- Source passage:
○ ○ ○ ○ ○ ○ ○
Cahill U.S. Marshal



CAHILL: U.S. MARSHALL (1973, Andrew V. McLaglen)

An odd western with Duke as an aging Marshal whose sons go astray because daddy isn't home enough. They absolutely want his attention and therefore make some 'bad friends' and get involved in a bank robbery. Of course things go terribly wrong: nobody was supposed to get hurt, but one of daddy's friends even gets killed, and instead of bad friends, the bank robbers turn out to be real mean bastards. 


It has been suggested that Cahill, U.S. Marshal was intended as a cop thriller (*1). Thanks to Clint Eastwood's portrayal of Dirty Harry cop thriller were in the air, but apparently it was decided in the last minute to put Big John back in the saddle. Cahill is definitely a 'post-True Grit' movie: like the more successful Big Jake (1971), it plays with the new persona Wayne had adopted in his Oscar winning role: a living anachronism, a man who had outlived his time, but had not yet lost his touch. But, like John Wills has stated in his study, in True Grit and Big Jake Wayne's persona was presented as a remnant of some older order, brought back for a limited mission in 'modern times' (*2): the sly fox was asked to do some dirty work younger generations were unable to handle. The role fitted the aging Duke like a glove.
○ ○ ○ ○ ○ ○ ○
- Data records:
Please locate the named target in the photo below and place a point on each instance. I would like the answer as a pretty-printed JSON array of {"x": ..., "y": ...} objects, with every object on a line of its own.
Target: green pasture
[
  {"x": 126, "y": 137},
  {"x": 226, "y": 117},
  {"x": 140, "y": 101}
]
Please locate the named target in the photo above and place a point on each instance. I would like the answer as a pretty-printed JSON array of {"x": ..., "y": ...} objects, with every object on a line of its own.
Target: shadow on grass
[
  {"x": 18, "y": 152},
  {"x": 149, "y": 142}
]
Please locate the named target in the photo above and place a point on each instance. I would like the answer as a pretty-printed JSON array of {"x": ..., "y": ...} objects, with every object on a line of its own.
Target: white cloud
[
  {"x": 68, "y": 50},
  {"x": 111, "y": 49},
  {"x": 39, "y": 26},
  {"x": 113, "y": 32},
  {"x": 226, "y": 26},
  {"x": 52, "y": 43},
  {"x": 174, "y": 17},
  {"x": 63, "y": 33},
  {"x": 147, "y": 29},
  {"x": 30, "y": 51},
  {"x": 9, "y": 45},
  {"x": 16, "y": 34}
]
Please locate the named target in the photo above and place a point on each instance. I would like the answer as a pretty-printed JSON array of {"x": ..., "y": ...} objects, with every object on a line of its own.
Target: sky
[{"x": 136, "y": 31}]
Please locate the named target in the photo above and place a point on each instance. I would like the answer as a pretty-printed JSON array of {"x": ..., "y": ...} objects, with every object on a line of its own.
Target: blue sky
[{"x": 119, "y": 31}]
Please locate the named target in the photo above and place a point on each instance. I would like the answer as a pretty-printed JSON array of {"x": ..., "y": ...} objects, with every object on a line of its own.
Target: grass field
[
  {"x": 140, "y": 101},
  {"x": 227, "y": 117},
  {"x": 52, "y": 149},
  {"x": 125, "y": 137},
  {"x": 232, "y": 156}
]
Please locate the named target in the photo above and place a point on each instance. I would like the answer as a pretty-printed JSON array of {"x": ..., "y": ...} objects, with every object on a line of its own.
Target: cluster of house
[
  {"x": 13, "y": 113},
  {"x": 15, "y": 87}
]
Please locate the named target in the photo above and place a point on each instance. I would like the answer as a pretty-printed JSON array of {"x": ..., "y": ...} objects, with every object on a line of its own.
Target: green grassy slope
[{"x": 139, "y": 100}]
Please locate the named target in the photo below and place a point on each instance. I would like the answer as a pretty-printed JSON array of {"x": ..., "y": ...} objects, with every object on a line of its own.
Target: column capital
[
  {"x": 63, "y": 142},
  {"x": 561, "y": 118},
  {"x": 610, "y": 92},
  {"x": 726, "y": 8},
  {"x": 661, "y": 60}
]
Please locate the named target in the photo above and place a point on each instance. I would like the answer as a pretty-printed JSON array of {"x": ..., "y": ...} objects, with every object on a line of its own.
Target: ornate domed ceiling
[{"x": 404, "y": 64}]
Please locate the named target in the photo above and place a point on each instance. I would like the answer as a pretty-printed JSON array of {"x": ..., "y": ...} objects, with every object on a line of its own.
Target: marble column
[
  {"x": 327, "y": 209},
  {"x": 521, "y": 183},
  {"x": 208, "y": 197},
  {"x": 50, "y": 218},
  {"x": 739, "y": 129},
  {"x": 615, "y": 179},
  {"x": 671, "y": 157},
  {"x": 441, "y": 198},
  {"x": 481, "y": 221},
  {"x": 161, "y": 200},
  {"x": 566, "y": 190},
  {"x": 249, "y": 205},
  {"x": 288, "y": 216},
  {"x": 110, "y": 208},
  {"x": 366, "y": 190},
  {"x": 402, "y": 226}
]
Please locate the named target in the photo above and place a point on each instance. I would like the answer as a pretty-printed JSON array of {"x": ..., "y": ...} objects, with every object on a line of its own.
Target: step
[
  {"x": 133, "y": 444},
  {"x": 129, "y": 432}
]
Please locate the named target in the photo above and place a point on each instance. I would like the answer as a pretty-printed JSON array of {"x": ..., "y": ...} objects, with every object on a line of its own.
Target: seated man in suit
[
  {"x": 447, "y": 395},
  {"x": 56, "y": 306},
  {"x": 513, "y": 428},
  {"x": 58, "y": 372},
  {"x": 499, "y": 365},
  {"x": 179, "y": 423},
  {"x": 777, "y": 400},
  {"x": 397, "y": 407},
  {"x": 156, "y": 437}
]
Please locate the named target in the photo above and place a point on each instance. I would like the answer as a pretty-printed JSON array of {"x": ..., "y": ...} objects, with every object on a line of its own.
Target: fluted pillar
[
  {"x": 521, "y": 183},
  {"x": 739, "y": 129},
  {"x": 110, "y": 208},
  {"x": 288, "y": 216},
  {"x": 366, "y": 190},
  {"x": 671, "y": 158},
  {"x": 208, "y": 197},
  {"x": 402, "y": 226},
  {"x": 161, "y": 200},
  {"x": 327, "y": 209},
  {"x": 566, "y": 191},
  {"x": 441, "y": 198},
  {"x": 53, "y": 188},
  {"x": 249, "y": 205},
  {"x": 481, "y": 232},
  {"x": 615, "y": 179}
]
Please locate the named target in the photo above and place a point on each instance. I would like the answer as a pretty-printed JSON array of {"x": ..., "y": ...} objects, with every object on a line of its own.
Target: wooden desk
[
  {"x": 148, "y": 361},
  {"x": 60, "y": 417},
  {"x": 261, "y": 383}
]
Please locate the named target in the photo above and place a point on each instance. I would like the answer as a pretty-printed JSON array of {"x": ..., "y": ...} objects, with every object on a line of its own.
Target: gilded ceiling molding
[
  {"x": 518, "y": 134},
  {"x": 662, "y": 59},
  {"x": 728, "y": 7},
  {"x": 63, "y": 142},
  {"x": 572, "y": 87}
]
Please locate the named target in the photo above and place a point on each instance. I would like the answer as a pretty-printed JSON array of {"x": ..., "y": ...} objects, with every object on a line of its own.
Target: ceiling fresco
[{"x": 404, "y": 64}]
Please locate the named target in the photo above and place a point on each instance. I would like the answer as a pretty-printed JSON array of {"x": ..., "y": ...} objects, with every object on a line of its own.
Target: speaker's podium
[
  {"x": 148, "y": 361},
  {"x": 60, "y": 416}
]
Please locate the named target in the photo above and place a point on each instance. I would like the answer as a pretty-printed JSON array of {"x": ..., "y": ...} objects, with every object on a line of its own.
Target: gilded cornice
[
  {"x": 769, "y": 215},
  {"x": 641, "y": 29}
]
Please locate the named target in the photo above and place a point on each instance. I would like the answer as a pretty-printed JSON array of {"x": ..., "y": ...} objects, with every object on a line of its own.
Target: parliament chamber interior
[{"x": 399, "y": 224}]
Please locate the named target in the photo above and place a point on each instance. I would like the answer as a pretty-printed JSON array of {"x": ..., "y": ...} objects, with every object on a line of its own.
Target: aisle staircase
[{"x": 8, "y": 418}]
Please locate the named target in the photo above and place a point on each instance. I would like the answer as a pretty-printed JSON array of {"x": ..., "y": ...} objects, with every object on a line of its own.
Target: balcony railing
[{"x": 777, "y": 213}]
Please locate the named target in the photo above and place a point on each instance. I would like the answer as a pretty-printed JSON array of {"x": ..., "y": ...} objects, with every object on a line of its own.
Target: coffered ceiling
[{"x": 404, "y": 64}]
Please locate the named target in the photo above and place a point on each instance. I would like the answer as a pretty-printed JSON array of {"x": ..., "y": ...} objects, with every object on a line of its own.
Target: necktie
○ ○ ○ ○ ○ ○ ○
- Exercise brief: Carry the review of Cahill U.S. Marshal forward from its last sentence.

- Written answer:
In Cahill things are a little different. Wayne plays an aging widower who has two young boys back home but prefers to spend his days out there, tracking down bad guys. The subject must have been very dear to his heart: like J.D. Cahill, the actor John Wayne had often been an absent father to his children, always moving on to the next movie. His autobiographers Randy Roberts and J.S. Olsen go as far as to describe the movie 'close to biographical'. This might also have been the reason why John Wayne wasn't happy with the finished movie: in an interview he declared that the movie had "a good theme" but "wasn't a well-done picture, because it needed better writing and a little more care in the making." (*3) Cahill U.S. Marshal is not a bad film, it's rather slow-moving and the action scenes are sparse, but they're well-crafted and the finale - daddy saving his kids by blowing the baddies to hell - is surprisingly violent. Cahill is entertaining enough; the problem is that there seems to be a better movie lurking underneath.

John Wayne was sixty-five when Cahill, U.S. Marshal was filmed and had already a cancerous lung removed. He was suffering from shortness of breath and had difficulty mounting his horse. Filming must have been quite an ordeal but he saves himself with his usually bravura and looks remarkably comfortable in the role of the sly fox. George Kennedy (as the leader of the boys' 'bad friends') and Neville Brand (as a half-breed tracker who assists Cahill on his quest), are also quite good, but this 'good theme' of the unsound family relations is treated too superficially.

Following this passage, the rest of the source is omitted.